[Start of Given data]

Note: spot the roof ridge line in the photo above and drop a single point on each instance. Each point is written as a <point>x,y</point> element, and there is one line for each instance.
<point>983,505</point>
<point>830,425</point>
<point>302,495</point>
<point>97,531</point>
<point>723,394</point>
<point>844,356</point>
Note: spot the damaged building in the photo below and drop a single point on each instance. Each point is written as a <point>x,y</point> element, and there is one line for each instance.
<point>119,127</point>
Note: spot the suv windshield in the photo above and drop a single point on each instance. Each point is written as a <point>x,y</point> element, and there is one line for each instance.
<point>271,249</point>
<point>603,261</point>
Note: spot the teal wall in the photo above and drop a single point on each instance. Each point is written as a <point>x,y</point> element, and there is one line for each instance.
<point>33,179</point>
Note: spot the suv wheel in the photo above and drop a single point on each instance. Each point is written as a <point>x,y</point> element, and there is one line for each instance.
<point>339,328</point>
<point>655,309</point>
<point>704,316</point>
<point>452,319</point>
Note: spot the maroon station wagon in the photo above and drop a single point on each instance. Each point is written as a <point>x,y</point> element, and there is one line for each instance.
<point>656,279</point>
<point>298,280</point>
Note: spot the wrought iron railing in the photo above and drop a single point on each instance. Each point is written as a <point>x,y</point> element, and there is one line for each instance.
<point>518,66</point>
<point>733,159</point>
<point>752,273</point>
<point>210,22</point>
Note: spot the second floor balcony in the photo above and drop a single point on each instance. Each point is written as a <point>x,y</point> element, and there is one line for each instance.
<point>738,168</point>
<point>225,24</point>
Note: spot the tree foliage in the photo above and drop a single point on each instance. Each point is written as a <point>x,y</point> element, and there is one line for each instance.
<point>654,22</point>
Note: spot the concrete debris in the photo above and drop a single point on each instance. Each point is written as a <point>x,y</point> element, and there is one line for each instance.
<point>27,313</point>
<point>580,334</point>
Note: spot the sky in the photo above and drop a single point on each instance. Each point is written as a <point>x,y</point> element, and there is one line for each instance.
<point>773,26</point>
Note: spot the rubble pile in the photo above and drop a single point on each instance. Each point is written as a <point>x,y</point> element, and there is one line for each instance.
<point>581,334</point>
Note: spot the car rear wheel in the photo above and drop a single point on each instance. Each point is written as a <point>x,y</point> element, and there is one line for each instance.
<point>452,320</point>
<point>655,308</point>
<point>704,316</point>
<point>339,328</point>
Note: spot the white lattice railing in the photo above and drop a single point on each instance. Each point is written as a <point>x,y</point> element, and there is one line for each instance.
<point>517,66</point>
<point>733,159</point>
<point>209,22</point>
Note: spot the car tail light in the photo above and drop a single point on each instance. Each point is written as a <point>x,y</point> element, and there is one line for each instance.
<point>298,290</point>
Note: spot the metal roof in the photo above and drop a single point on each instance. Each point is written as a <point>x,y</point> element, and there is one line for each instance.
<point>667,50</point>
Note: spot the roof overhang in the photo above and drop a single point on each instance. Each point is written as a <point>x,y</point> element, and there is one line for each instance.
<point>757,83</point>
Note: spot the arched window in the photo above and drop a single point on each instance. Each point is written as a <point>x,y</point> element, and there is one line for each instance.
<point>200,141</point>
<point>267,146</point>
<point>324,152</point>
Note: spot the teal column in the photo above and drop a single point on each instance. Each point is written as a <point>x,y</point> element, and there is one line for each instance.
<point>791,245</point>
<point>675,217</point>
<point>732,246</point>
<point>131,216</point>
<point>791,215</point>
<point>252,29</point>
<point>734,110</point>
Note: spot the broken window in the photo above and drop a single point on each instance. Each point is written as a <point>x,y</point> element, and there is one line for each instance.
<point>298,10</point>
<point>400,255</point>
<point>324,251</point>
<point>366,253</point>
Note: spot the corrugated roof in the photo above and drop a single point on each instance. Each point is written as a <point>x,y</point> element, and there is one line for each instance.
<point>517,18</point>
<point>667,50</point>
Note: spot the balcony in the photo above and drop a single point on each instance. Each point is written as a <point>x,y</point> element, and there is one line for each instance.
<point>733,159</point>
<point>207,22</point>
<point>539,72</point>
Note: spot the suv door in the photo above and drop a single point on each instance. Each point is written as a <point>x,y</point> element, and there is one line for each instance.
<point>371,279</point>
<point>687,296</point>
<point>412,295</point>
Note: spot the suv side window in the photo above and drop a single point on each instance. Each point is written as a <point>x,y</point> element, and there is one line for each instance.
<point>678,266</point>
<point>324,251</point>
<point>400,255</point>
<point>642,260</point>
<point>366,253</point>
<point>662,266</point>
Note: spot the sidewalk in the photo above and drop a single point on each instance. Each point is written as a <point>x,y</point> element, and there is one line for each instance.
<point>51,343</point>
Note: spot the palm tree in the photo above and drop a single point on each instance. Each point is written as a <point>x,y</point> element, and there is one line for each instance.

[End of Given data]

Problem to solve:
Can you write out all of the rows above again, swapping every "drop" for "place" and leaving everything else unchanged?

Correct answer:
Note: spot the roof ridge line in the photo above and place a single point on each instance. Each point is written as a <point>x,y</point> element, and there is one line for each instance.
<point>983,505</point>
<point>830,425</point>
<point>302,495</point>
<point>97,531</point>
<point>723,394</point>
<point>844,356</point>
Note: spot the damaged building in the photo below and place a single point on each instance. Each point is written as a <point>x,y</point> element, and there is one line for each instance.
<point>119,127</point>
Note: spot the suv windshield in the photo above and place a single point on each instance. Each point is written as a <point>x,y</point> element, and there is one line for each instance.
<point>271,249</point>
<point>603,261</point>
Note: spot the teal wall in the photo above and place a single point on each instance. Each point is written as a <point>x,y</point> element, and there is one line for each instance.
<point>33,179</point>
Note: spot the suv wheel in the photo above and place a single point on each instance. Each point is written as a <point>x,y</point> element, and there is one line for each instance.
<point>339,328</point>
<point>655,309</point>
<point>704,316</point>
<point>452,319</point>
Note: spot the maroon station wagon in the photo above and place a single point on each instance. Each point is written as a <point>x,y</point> element, and there is one line for each instance.
<point>656,279</point>
<point>298,280</point>
Note: spot the wrought iron railing in the photo above and place a single point on each instance. Each point is written as a <point>x,y</point> element, and there is one line for each instance.
<point>518,66</point>
<point>733,159</point>
<point>752,273</point>
<point>210,22</point>
Note: spot the second floor balcony in the photo above and place a single point on each instance. Each point is written as a <point>x,y</point> element, and there is one line for each instance.
<point>738,168</point>
<point>225,24</point>
Note: spot the tree foliage in the photo above and place a single point on each instance. Each point is written as a <point>x,y</point> element, and there is one line for each instance.
<point>654,22</point>
Note: spot the concrete debris in the photo above and place a single point on each instance. Each point is written as a <point>x,y</point> element, and there is one line for each instance.
<point>27,313</point>
<point>580,334</point>
Note: spot the sky in the photo above and place a single point on each instance. Each point is written as a <point>x,y</point> element, and there is one line for each instance.
<point>773,26</point>
Note: spot the rubble pile in the photo above and place a single point on each instance. Each point is written as a <point>x,y</point> element, and there is one line for each instance.
<point>581,334</point>
Note: spot the car rear wheel in the photo above and place a single point on each instance. Each point is written as a <point>x,y</point> element, and there is one line for each instance.
<point>452,320</point>
<point>655,308</point>
<point>704,316</point>
<point>339,328</point>
Note: spot the white lattice railing in the photo above and place a single point on each instance. Each point is written as a <point>x,y</point> element, and there is one line for each instance.
<point>517,66</point>
<point>733,159</point>
<point>209,22</point>
Note: spot the car tail light in the photo above and place a single point on each instance. Each point is written as a <point>x,y</point> element, and there is one line for each instance.
<point>298,290</point>
Note: spot the metal roof in the photo above and place a single point on each instance. Each point is written as a <point>x,y</point> element, and there is one line for each instance.
<point>667,50</point>
Note: spot the roof overhang in the photo above and place a single point on each instance. Each point is written as a <point>x,y</point> element, and there is one line for each instance.
<point>757,83</point>
Note: spot the arched window in the photo above and place a single point on each instance. Each point is written as a <point>x,y</point> element, and there is one line for each instance.
<point>200,141</point>
<point>267,146</point>
<point>324,152</point>
Note: spot the teal column in the photo above and place a single point on each instance. Each point is written as a <point>x,y</point> element, and there is one line for each instance.
<point>791,245</point>
<point>675,217</point>
<point>732,246</point>
<point>131,216</point>
<point>791,215</point>
<point>252,29</point>
<point>734,110</point>
Note: spot the broken window in the photo above and place a single point on each instance. Each point is written as a <point>x,y</point> element, and there is one line for each instance.
<point>298,10</point>
<point>400,255</point>
<point>324,251</point>
<point>366,253</point>
Note: spot the corrugated roof in the photo above and place a single point on each instance. Each point is written as a <point>x,y</point> element, and there is one line for each instance.
<point>517,18</point>
<point>667,50</point>
Note: spot the balcony in the photo above and place a single point on each instance. Each point is written as a <point>x,y</point> element, and there is one line for each instance.
<point>733,159</point>
<point>207,22</point>
<point>539,72</point>
Note: spot the suv door in the photo above and place a single point on each instance. Each point is written as a <point>x,y</point> element, and there is one line for each instance.
<point>371,279</point>
<point>687,296</point>
<point>412,295</point>
Note: spot the suv side window in the photo above and place a single point on each instance. Each point is written as a <point>x,y</point> element, and there is one line for each instance.
<point>678,266</point>
<point>324,251</point>
<point>400,255</point>
<point>642,260</point>
<point>366,253</point>
<point>662,266</point>
Note: spot the sidewalk in the photo above and place a single point on each instance. Each point is written as a <point>x,y</point> element, and there is one line for each instance.
<point>51,343</point>
Note: spot the palm tree in the photo above and place a single point on each instance. Each point is written as a <point>x,y</point> element, and there is one line for each instance.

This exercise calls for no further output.